Records from a data source:
________________________________________

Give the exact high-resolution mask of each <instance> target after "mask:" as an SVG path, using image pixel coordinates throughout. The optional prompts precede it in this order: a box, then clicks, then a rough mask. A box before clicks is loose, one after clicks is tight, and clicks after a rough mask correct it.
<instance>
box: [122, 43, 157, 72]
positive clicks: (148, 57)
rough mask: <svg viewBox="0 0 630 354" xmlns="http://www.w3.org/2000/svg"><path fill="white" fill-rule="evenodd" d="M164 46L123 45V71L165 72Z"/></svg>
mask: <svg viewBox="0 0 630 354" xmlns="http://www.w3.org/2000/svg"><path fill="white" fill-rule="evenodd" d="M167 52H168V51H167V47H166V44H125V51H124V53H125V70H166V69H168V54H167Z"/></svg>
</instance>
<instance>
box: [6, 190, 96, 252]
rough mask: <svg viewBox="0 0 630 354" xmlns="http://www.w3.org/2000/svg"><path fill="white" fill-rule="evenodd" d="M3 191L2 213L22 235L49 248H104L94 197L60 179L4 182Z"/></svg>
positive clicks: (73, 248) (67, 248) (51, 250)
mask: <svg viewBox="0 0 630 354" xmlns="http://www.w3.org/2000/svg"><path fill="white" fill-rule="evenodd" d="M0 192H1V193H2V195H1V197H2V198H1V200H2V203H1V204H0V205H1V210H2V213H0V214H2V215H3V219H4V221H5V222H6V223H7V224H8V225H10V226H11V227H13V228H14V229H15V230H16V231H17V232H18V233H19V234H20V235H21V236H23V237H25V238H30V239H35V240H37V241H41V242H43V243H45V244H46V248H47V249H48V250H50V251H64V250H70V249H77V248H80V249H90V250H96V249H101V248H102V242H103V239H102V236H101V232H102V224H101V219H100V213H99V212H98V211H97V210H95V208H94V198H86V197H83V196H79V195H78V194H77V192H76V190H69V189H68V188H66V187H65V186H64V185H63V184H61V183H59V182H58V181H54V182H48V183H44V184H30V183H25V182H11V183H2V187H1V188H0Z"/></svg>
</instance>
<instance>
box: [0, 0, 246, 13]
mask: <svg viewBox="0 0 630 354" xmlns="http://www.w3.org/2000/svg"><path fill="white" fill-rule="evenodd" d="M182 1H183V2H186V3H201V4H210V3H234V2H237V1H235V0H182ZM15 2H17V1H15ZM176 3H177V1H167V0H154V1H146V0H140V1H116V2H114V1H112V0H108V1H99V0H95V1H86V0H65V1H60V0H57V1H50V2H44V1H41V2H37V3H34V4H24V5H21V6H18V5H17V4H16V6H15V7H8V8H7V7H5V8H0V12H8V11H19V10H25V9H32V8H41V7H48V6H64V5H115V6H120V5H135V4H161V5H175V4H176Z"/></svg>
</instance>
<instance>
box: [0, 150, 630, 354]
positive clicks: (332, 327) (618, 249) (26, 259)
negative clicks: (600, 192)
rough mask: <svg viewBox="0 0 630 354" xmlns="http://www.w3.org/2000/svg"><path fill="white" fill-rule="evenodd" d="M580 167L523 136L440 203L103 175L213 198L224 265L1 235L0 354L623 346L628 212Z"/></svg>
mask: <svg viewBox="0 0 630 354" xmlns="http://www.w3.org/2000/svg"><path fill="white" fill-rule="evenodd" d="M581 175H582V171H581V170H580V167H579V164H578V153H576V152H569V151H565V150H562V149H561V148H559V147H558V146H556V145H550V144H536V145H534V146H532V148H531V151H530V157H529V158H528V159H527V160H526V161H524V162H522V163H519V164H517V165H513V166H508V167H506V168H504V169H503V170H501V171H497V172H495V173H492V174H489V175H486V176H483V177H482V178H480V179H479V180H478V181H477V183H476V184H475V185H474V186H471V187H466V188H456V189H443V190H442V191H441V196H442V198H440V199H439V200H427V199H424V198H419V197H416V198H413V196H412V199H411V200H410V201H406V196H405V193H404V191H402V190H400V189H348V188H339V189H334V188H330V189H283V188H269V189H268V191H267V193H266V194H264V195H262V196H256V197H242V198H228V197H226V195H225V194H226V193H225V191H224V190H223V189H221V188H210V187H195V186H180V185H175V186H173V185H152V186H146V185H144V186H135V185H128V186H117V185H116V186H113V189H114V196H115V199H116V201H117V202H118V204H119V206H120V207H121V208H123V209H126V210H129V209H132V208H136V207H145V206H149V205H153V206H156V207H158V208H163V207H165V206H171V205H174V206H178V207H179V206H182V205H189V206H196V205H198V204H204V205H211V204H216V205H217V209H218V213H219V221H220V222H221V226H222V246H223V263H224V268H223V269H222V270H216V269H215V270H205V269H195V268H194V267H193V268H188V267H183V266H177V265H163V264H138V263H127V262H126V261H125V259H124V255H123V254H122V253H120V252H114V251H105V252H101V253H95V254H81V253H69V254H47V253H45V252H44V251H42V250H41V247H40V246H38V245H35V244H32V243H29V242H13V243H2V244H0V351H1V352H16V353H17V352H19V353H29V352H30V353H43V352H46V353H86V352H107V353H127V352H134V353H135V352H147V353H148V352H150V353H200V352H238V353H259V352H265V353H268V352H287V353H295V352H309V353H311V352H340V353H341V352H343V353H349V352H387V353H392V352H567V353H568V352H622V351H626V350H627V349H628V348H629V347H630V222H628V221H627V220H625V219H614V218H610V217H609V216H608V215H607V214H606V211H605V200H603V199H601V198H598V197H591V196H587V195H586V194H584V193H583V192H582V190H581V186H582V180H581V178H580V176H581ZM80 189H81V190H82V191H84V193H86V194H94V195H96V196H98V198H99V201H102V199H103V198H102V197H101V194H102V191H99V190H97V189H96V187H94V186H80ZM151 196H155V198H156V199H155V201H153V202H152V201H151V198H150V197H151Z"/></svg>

________________________________________

PROBLEM: Copy the records. Each line should match exactly.

EXERCISE SOLUTION:
Give the exact high-resolution mask of each <instance> target after "mask:" as an SVG path, using image pixel coordinates throughout. The optional prompts precede it in this order: a box, then clicks, then a rough mask. A box before clicks is loose, one after clicks is tight, and clicks after a rough mask correct it.
<instance>
box: [122, 43, 157, 72]
positive clicks: (148, 57)
rough mask: <svg viewBox="0 0 630 354" xmlns="http://www.w3.org/2000/svg"><path fill="white" fill-rule="evenodd" d="M164 46L123 45V71L165 72Z"/></svg>
mask: <svg viewBox="0 0 630 354" xmlns="http://www.w3.org/2000/svg"><path fill="white" fill-rule="evenodd" d="M167 52H168V51H167V47H166V44H125V51H124V53H125V70H166V69H168V54H167Z"/></svg>
</instance>
<instance>
box: [6, 190, 96, 252]
rough mask: <svg viewBox="0 0 630 354" xmlns="http://www.w3.org/2000/svg"><path fill="white" fill-rule="evenodd" d="M3 191L2 213L22 235L49 248H104L94 197L60 179L4 182Z"/></svg>
positive clicks: (73, 248) (67, 248) (51, 250)
mask: <svg viewBox="0 0 630 354" xmlns="http://www.w3.org/2000/svg"><path fill="white" fill-rule="evenodd" d="M0 192H1V193H2V195H1V197H2V198H1V200H2V203H1V204H0V205H1V210H2V213H0V214H2V215H3V219H4V221H5V222H6V223H7V224H8V225H10V226H11V227H13V228H14V229H15V230H16V231H17V232H18V233H19V234H20V235H21V236H23V237H25V238H30V239H35V240H37V241H41V242H43V243H45V244H46V248H47V249H48V250H50V251H64V250H70V249H77V248H80V249H90V250H96V249H101V248H102V242H103V239H102V236H101V232H102V224H101V219H100V213H99V212H98V211H97V210H95V208H94V198H86V197H83V196H79V195H78V194H77V192H76V190H69V189H68V188H66V187H65V186H64V185H63V184H61V183H59V182H58V181H54V182H48V183H44V184H30V183H25V182H11V183H2V187H1V188H0Z"/></svg>
</instance>
<instance>
box: [0, 0, 246, 13]
mask: <svg viewBox="0 0 630 354" xmlns="http://www.w3.org/2000/svg"><path fill="white" fill-rule="evenodd" d="M182 1H183V2H186V3H201V4H210V3H234V2H237V1H235V0H182ZM15 2H17V1H15ZM176 3H177V1H167V0H154V1H146V0H140V1H116V2H114V1H112V0H108V1H99V0H95V1H86V0H65V1H60V0H57V1H50V2H44V1H41V2H37V3H34V4H24V5H21V6H18V5H17V4H16V6H15V7H8V8H7V7H5V8H0V12H8V11H19V10H25V9H32V8H41V7H48V6H64V5H115V6H120V5H135V4H161V5H175V4H176Z"/></svg>
</instance>
<instance>
box: [0, 150, 630, 354]
positive clicks: (332, 327) (618, 249) (26, 259)
negative clicks: (600, 192)
rough mask: <svg viewBox="0 0 630 354" xmlns="http://www.w3.org/2000/svg"><path fill="white" fill-rule="evenodd" d="M580 167L523 136L440 203L103 175L213 198L224 265L1 235L0 354L623 346L628 212Z"/></svg>
mask: <svg viewBox="0 0 630 354" xmlns="http://www.w3.org/2000/svg"><path fill="white" fill-rule="evenodd" d="M581 175H582V171H581V170H580V167H579V164H578V153H576V152H569V151H565V150H562V149H561V148H559V147H558V146H556V145H550V144H536V145H534V146H532V148H531V151H530V157H529V158H528V159H527V160H526V161H524V162H522V163H519V164H517V165H513V166H508V167H506V168H504V169H503V170H501V171H497V172H495V173H492V174H489V175H486V176H483V177H482V178H480V179H479V180H478V181H477V183H476V184H475V185H474V186H471V187H466V188H456V189H443V190H442V191H441V196H442V198H440V199H439V200H427V199H424V198H419V197H416V198H413V196H412V199H411V200H410V201H406V196H405V193H404V191H402V190H400V189H348V188H339V189H334V188H330V189H283V188H269V189H268V191H267V193H266V194H264V195H262V196H256V197H242V198H228V197H226V195H225V194H226V193H225V191H224V190H223V189H221V188H210V187H195V186H180V185H175V186H173V185H152V186H146V185H144V186H135V185H128V186H117V185H116V186H113V189H114V196H115V199H116V201H117V202H118V204H119V206H120V207H121V208H123V209H126V210H129V209H132V208H136V207H145V206H149V205H153V206H156V207H158V208H163V207H165V206H171V205H174V206H178V207H179V206H182V205H189V206H196V205H198V204H204V205H211V204H216V205H217V209H218V213H219V221H220V222H221V226H222V246H223V263H224V268H223V269H222V270H216V269H215V270H205V269H195V268H194V267H193V268H188V267H183V266H177V265H163V264H138V263H127V262H126V261H125V259H124V255H123V254H122V253H120V252H114V251H105V252H101V253H95V254H81V253H69V254H47V253H45V252H44V251H42V250H41V247H40V246H38V245H35V244H32V243H29V242H13V243H2V244H0V351H1V352H16V353H17V352H19V353H29V352H30V353H43V352H46V353H86V352H107V353H127V352H134V353H135V352H147V353H148V352H150V353H200V352H238V353H259V352H265V353H268V352H287V353H295V352H309V353H311V352H340V353H341V352H343V353H349V352H387V353H392V352H567V353H568V352H622V351H626V350H627V349H628V348H629V347H630V222H628V221H627V220H625V219H614V218H610V217H609V216H608V215H607V214H606V211H605V200H603V199H601V198H598V197H591V196H587V195H586V194H584V193H583V192H582V190H581V186H582V180H581V178H580V176H581ZM80 189H81V190H82V191H84V193H86V194H94V195H96V196H98V198H99V201H102V199H103V198H102V197H101V194H102V191H99V190H97V189H96V187H94V186H80ZM151 196H155V198H156V199H155V201H153V202H152V201H151V198H150V197H151Z"/></svg>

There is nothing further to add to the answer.